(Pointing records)
───
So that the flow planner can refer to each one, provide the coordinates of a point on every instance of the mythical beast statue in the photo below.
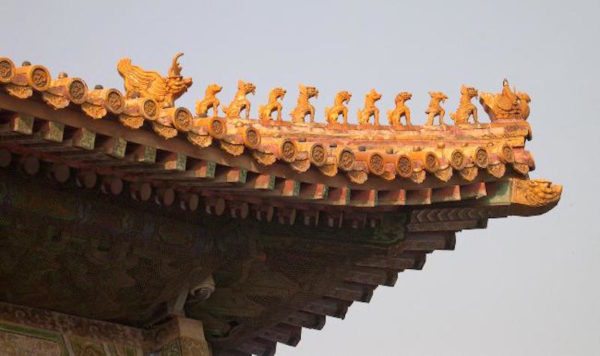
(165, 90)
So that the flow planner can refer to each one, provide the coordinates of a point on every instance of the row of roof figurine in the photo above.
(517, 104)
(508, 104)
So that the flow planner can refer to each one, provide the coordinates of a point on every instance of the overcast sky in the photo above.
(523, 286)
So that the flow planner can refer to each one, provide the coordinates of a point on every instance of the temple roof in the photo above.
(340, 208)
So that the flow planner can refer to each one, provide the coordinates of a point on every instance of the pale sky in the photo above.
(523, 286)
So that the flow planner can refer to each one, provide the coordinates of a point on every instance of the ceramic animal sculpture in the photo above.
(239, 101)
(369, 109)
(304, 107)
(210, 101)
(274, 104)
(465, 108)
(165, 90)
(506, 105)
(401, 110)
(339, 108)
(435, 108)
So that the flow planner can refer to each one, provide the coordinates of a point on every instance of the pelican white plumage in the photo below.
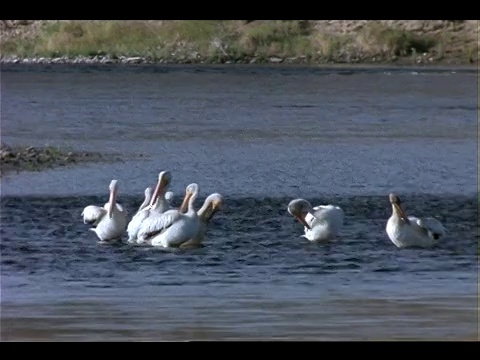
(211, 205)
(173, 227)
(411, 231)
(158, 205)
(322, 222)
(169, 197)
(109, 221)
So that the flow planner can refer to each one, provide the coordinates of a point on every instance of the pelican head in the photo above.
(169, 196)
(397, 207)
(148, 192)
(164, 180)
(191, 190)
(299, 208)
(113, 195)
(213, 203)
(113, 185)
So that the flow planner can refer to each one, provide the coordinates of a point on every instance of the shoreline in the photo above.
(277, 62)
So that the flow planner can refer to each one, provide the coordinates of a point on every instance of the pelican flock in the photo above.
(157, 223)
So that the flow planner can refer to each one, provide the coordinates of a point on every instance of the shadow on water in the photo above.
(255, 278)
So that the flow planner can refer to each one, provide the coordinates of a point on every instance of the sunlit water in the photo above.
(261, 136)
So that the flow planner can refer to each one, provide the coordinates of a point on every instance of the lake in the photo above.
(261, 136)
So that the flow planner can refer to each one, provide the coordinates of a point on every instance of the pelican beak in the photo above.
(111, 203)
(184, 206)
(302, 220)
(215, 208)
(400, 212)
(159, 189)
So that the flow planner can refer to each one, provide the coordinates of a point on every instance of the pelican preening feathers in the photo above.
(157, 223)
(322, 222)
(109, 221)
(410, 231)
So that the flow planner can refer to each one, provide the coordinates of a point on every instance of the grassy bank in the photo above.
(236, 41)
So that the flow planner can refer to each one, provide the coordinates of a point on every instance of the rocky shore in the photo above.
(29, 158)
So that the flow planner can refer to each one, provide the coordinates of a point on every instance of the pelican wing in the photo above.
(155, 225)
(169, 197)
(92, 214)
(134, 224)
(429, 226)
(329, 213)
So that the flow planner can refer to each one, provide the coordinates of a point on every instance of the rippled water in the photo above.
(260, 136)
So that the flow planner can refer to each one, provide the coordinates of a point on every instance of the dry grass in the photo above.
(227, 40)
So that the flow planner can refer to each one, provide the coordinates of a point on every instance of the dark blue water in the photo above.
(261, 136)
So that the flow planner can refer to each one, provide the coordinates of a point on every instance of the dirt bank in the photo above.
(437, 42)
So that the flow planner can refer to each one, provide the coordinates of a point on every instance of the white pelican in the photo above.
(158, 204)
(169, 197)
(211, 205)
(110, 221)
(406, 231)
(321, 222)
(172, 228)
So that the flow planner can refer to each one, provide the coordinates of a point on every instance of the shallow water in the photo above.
───
▶ Work instructions: Give back the lines above exactly, from the one with "grass in the photo above." through the last line.

▶ Reply:
So that the flow planner can refer to each one, provide the coordinates of a point on every instance of the dry grass in the photo above.
(227, 40)
So that the flow planner can refer to each one, provide the coordinates of a point on every instance of the dark blue water in the photo above.
(261, 136)
So that the flow planner can refer to each one, provide the coordinates of a point on every instance of the dirt bank in the photo above.
(437, 42)
So that the flow planner can refer to each one, provide the coordinates of a point on every instance of the white pelican in the photo above.
(158, 204)
(169, 197)
(211, 205)
(110, 221)
(406, 231)
(321, 222)
(172, 228)
So that the flow planner can refer to each one, provide the coordinates of a point on every instance of the shallow water in the photo above.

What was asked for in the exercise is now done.